ESERCIZIO A:
Conta le righe dei dati che contengono la stringa "flag", distinguendo tra maiuscole e minuscole. Scrivi solo il numero.

BRANO DA LEGGERE:
Leggevo questa mattina che Djuna Barnes continuò a rivedere le sue poesie per anni dopo la prima pubblicazione. Un meticoloso lavoro di riscrittura che proseguì ben oltre il suo breve periodo di relativa fama, in un’età che pochi—nemmeno gli amici intimi, che da tempo la davano deceduta o impazzita—sanno raggiunse nella lucidità più febbrilmente produttiva.
Questo mi fa pensare a due cose, una delle quali è la metà di un ricordo. Il fascino di creare per un pubblico che non è mai vero non esista, ma è piuttosto un fantasma e ha dello stesso l’eterea presenza. E il meraviglioso trepidare dell’artista nel sospendere un dialogo, la sua totale incapacità di estinguere il fuoco che lo alimenta.
Traghettandosi in doppiopetto blu da un lato all’altro dell’aula della nave, con una mano in tasca e l’altra per aria a fare incantesimi sugli studenti, il mio professore di composizione architettonica ricordava spesso un aforisma che la mia memoria, probabilmente sbagliandosi, attribuisce a Gropius. Il processo creativo è solo il fermo immagine di un film non ancora finito, che non finirà.

DATI GREZZI:
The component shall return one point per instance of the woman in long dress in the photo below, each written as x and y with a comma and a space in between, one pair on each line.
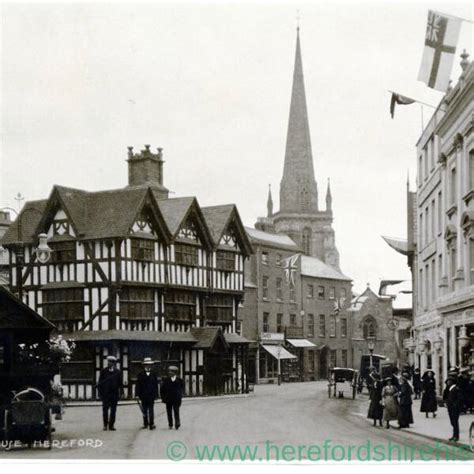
390, 405
375, 408
405, 415
429, 404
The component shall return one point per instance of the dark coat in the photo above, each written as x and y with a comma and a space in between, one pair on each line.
110, 385
375, 408
453, 399
172, 392
428, 397
147, 386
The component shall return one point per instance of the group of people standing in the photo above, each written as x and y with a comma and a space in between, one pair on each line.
110, 389
391, 399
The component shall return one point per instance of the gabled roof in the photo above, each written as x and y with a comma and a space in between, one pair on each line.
313, 267
275, 240
219, 218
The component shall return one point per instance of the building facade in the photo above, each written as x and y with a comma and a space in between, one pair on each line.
136, 274
443, 330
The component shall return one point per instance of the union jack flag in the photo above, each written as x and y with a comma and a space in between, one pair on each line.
290, 265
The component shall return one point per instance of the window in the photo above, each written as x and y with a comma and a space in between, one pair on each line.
453, 186
219, 308
180, 306
225, 261
292, 292
368, 328
332, 326
292, 319
280, 322
310, 325
186, 254
322, 325
343, 327
344, 357
63, 252
63, 304
279, 289
266, 327
265, 287
143, 250
310, 360
136, 303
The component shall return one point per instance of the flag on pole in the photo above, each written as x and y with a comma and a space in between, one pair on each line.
290, 265
441, 39
400, 100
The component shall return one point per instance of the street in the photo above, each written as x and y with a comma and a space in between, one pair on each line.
277, 422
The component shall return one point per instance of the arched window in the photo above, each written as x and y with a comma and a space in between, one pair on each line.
369, 327
306, 241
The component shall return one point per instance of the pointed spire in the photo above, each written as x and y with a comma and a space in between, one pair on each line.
298, 192
269, 202
328, 197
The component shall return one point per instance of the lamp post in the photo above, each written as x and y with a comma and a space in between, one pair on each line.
43, 251
371, 347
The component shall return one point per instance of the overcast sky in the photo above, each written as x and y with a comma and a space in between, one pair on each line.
211, 84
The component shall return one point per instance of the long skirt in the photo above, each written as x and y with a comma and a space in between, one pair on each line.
390, 410
405, 417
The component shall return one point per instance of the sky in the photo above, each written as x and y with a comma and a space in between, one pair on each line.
211, 83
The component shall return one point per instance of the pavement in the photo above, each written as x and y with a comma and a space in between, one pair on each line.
291, 422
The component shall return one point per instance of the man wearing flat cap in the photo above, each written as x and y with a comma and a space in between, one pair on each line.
172, 391
146, 390
110, 388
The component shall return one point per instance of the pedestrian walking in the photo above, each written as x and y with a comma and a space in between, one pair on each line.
389, 402
172, 391
417, 385
375, 408
429, 404
110, 388
405, 414
452, 398
146, 390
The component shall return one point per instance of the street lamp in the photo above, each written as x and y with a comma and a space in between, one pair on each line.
371, 347
42, 252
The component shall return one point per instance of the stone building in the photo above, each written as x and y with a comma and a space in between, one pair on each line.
443, 330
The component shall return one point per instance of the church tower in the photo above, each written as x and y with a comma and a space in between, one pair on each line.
299, 215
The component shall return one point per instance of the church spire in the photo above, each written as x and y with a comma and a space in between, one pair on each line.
269, 202
329, 197
298, 188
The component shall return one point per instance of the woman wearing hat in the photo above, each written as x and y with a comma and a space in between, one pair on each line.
429, 404
375, 408
389, 402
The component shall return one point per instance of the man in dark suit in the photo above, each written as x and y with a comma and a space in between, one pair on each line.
110, 388
146, 390
172, 390
452, 398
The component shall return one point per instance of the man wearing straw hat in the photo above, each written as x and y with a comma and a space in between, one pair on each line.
146, 390
110, 387
172, 390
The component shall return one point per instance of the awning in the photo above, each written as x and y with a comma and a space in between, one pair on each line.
278, 351
301, 343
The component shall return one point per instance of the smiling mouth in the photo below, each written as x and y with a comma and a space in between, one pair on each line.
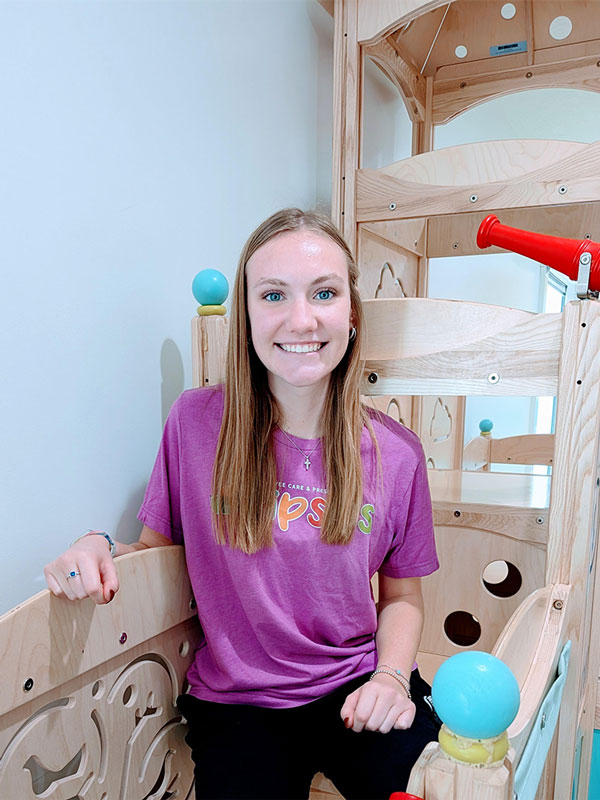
311, 347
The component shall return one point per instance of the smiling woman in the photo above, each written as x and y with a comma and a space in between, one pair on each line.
300, 321
288, 496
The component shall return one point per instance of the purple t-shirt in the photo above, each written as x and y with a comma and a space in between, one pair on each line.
290, 623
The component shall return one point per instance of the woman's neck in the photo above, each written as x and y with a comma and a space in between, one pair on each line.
301, 409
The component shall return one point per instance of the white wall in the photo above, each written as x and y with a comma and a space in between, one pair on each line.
140, 143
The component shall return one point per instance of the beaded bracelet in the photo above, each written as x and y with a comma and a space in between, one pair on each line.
401, 680
111, 542
397, 671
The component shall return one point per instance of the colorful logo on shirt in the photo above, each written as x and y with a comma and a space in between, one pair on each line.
290, 507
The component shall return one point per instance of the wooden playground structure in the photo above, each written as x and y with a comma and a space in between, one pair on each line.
87, 706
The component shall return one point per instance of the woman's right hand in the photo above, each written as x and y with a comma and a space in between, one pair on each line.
96, 576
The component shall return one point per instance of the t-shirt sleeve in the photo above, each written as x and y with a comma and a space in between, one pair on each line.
412, 553
161, 509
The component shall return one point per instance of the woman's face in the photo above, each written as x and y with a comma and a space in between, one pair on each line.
299, 308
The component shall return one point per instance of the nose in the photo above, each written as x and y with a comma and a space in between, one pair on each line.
301, 316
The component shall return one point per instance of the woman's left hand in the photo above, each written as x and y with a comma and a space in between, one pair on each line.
378, 705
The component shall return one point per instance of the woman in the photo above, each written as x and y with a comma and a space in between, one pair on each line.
288, 496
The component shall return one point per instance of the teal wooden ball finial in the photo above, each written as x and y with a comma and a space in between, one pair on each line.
210, 288
486, 425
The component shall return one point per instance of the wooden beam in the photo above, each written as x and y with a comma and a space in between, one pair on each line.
405, 78
453, 96
383, 196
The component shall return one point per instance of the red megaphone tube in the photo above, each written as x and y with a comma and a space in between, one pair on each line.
555, 252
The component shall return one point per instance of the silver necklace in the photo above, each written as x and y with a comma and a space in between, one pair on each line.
307, 461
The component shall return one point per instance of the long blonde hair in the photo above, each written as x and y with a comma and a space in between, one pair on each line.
245, 472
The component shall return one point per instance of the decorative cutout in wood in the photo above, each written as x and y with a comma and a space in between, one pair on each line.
440, 426
389, 284
110, 739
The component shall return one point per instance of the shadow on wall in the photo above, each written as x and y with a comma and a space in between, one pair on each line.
172, 385
172, 372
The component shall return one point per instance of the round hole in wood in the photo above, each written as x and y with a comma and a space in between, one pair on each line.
129, 695
502, 579
560, 28
462, 628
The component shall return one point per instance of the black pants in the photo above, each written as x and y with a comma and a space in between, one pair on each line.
242, 752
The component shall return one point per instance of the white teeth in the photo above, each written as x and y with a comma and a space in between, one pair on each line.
301, 348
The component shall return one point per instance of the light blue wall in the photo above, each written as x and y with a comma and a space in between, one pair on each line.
140, 143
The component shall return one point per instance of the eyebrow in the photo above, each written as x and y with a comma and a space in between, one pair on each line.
330, 278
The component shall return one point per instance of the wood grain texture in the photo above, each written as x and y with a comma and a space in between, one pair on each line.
530, 645
100, 718
378, 19
386, 269
458, 586
381, 196
455, 95
209, 349
491, 350
405, 78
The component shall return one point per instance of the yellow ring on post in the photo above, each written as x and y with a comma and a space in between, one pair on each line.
483, 752
209, 311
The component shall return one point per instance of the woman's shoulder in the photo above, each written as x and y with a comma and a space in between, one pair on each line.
391, 434
199, 404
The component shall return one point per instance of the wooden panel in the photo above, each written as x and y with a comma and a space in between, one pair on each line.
386, 270
381, 196
92, 689
491, 492
464, 553
408, 234
209, 350
441, 431
398, 408
67, 639
572, 541
482, 162
347, 96
455, 235
534, 448
531, 645
455, 95
409, 83
494, 351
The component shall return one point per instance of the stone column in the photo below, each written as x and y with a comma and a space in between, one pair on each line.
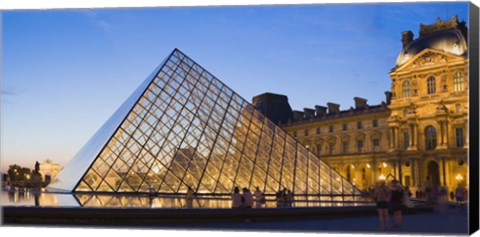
390, 141
412, 171
399, 177
444, 172
395, 137
442, 131
415, 135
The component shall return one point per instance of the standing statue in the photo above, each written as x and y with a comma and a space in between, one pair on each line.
36, 177
37, 167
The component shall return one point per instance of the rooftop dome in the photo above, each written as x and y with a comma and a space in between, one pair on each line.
448, 36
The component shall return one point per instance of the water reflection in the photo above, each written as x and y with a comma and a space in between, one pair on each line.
21, 197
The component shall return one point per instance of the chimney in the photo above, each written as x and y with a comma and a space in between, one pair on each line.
388, 96
333, 108
309, 113
297, 115
321, 110
360, 103
407, 37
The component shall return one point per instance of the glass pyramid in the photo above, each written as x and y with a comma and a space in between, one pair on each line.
184, 128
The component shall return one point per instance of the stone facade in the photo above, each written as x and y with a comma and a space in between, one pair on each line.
418, 135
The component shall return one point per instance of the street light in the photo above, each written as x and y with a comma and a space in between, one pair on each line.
381, 177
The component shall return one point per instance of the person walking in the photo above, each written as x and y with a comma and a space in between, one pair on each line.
189, 197
259, 198
396, 200
289, 196
459, 195
381, 193
236, 198
247, 198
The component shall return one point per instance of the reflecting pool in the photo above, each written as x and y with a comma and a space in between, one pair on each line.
23, 197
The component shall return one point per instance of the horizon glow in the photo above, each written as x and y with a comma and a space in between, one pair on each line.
66, 71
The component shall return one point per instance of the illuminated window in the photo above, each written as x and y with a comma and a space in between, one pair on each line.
376, 144
406, 140
345, 147
431, 85
406, 89
430, 138
458, 108
319, 150
458, 81
459, 133
331, 148
360, 146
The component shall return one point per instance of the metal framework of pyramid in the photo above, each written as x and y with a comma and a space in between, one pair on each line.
184, 128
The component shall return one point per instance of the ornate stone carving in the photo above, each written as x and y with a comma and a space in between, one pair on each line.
429, 58
439, 26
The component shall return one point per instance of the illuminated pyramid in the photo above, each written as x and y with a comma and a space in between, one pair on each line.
184, 128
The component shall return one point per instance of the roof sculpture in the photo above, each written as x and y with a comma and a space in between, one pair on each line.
446, 36
183, 128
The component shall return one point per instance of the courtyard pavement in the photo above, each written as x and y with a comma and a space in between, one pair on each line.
444, 222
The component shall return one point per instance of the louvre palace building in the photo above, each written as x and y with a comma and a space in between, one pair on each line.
418, 135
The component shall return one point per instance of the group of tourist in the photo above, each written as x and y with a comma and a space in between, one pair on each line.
391, 197
246, 199
284, 198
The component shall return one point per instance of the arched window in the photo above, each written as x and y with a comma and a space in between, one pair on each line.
406, 89
458, 81
430, 138
431, 85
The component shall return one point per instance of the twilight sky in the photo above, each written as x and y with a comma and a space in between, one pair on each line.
66, 71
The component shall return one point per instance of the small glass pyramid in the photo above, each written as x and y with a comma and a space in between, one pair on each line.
184, 128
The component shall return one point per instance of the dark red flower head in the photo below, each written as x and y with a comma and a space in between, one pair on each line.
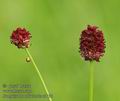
92, 44
21, 38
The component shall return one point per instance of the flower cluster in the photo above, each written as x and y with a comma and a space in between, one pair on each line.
21, 38
92, 44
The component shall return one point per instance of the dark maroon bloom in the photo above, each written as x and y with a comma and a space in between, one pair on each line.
92, 44
21, 38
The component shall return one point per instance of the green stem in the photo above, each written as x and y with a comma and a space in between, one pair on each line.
91, 83
39, 74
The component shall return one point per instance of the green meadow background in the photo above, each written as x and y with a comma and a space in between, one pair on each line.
55, 26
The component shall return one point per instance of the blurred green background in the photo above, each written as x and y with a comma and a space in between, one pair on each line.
55, 26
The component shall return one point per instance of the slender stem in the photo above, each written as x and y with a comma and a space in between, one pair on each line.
91, 83
39, 74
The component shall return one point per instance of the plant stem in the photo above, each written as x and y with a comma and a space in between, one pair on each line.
91, 83
39, 74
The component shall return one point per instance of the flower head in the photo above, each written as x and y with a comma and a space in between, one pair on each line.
92, 44
20, 38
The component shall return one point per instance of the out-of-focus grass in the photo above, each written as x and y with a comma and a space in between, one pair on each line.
55, 26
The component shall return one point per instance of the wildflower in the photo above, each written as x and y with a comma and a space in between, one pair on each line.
92, 44
20, 38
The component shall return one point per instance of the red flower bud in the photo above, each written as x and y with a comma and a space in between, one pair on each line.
92, 44
21, 38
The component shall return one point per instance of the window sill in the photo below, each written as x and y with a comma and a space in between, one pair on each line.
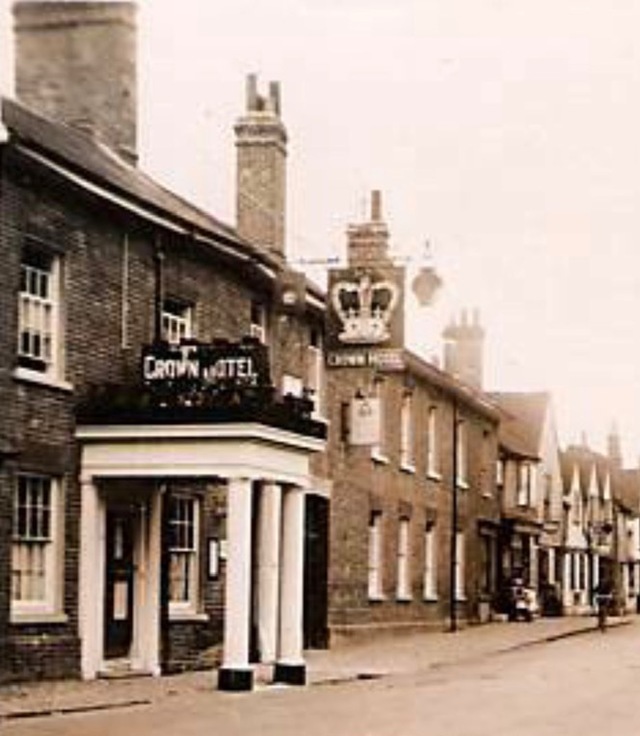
187, 617
24, 374
404, 598
27, 618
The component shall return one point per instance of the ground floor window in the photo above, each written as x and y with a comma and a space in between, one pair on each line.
375, 555
33, 549
183, 551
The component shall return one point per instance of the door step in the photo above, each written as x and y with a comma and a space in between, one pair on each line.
121, 669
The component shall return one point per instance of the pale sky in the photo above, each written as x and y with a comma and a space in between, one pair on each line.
506, 132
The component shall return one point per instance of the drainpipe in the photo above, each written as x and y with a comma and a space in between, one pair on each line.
454, 522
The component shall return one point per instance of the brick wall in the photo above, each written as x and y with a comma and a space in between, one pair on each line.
362, 485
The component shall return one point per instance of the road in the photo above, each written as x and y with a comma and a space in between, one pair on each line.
584, 685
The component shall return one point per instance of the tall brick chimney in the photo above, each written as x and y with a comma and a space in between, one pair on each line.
464, 348
76, 63
261, 141
368, 242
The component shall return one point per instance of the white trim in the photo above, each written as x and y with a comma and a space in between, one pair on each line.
42, 379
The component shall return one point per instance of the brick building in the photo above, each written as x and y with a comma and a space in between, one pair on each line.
413, 450
156, 440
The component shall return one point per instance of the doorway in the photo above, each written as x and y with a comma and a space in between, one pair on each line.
119, 581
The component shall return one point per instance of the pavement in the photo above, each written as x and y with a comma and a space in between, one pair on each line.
379, 656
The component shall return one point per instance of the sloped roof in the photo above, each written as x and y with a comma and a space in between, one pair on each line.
523, 416
87, 156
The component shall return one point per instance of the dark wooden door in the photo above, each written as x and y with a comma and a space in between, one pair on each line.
119, 583
316, 569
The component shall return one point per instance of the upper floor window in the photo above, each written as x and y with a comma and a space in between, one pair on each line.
406, 432
34, 575
433, 468
259, 321
315, 372
177, 321
375, 556
39, 313
525, 484
403, 586
379, 448
183, 551
462, 459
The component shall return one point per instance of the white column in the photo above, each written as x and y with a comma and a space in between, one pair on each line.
269, 517
290, 666
236, 673
91, 599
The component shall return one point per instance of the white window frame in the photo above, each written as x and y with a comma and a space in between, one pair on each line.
407, 435
459, 577
34, 484
378, 449
258, 326
188, 552
403, 568
433, 460
315, 374
374, 565
177, 321
430, 582
462, 454
39, 316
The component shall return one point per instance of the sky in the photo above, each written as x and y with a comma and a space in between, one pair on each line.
504, 133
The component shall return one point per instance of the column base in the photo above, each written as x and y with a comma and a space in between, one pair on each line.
235, 681
290, 674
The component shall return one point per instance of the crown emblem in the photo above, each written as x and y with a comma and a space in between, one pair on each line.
365, 308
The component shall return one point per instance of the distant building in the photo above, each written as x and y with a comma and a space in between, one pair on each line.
414, 522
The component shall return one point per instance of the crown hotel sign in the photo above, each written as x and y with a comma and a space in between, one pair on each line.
365, 316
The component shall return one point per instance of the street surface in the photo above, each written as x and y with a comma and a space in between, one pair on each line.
586, 685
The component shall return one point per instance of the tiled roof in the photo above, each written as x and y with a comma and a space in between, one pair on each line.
85, 155
522, 421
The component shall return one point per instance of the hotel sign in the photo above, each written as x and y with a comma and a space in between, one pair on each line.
197, 366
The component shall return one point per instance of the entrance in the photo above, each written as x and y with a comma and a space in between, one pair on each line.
119, 583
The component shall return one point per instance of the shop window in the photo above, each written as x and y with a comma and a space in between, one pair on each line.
403, 583
33, 551
375, 556
430, 563
39, 313
433, 467
177, 321
183, 551
406, 433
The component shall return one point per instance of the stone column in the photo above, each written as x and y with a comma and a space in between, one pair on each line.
236, 672
290, 667
269, 525
91, 598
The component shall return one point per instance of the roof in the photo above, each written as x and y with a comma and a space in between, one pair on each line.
523, 416
83, 154
463, 392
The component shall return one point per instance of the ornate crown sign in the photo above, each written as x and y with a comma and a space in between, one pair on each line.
365, 308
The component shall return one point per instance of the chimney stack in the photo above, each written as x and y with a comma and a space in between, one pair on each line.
75, 63
261, 142
464, 348
368, 242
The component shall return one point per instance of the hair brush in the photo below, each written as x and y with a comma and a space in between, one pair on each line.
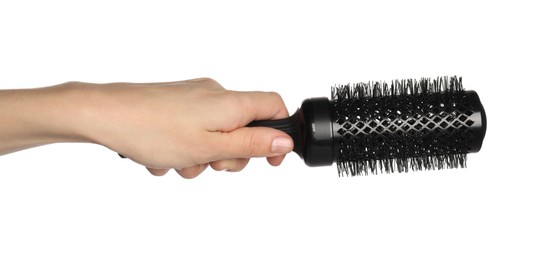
374, 127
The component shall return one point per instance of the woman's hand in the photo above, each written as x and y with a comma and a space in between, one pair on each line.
184, 125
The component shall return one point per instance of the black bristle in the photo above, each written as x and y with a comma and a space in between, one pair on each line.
408, 125
397, 87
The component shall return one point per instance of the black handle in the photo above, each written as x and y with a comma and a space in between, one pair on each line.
292, 126
311, 129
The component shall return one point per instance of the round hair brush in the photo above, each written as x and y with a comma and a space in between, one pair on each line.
375, 127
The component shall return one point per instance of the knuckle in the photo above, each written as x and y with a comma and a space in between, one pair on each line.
250, 145
208, 81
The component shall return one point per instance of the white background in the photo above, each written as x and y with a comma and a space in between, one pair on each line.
80, 201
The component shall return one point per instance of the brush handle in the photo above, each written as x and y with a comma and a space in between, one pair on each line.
311, 129
292, 126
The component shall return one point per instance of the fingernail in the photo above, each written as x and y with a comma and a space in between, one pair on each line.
282, 145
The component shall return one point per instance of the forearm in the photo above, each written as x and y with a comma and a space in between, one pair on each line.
34, 117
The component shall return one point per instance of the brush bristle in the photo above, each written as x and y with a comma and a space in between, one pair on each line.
398, 87
408, 125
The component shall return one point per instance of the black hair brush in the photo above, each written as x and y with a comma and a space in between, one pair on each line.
375, 127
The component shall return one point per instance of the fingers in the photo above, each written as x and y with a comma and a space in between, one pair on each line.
262, 106
231, 165
192, 172
157, 172
276, 160
250, 142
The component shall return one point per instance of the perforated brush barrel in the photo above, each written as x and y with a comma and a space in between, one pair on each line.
375, 127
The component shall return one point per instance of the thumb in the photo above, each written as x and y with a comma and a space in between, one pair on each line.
247, 142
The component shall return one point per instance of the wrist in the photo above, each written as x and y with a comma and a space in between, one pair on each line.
34, 117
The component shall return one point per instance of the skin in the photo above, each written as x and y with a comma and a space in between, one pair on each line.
185, 125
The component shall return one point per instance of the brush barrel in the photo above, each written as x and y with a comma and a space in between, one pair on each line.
419, 131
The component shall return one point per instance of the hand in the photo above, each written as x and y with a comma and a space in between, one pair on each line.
185, 125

ESERCIZIO B:
Riporta il brano a partire da "Traghettandosi in doppiopetto" e fino a "che non finirà.", sostituendo "doppiopetto" con "cappotto".

RISPOSTA A:
2

RISPOSTA B:
Traghettandosi in cappotto blu da un lato all’altro dell’aula della nave, con una mano in tasca e l’altra per aria a fare incantesimi sugli studenti, il mio professore di composizione architettonica ricordava spesso un aforisma che la mia memoria, probabilmente sbagliandosi, attribuisce a Gropius. Il processo creativo è solo il fermo immagine di un film non ancora finito, che non finirà.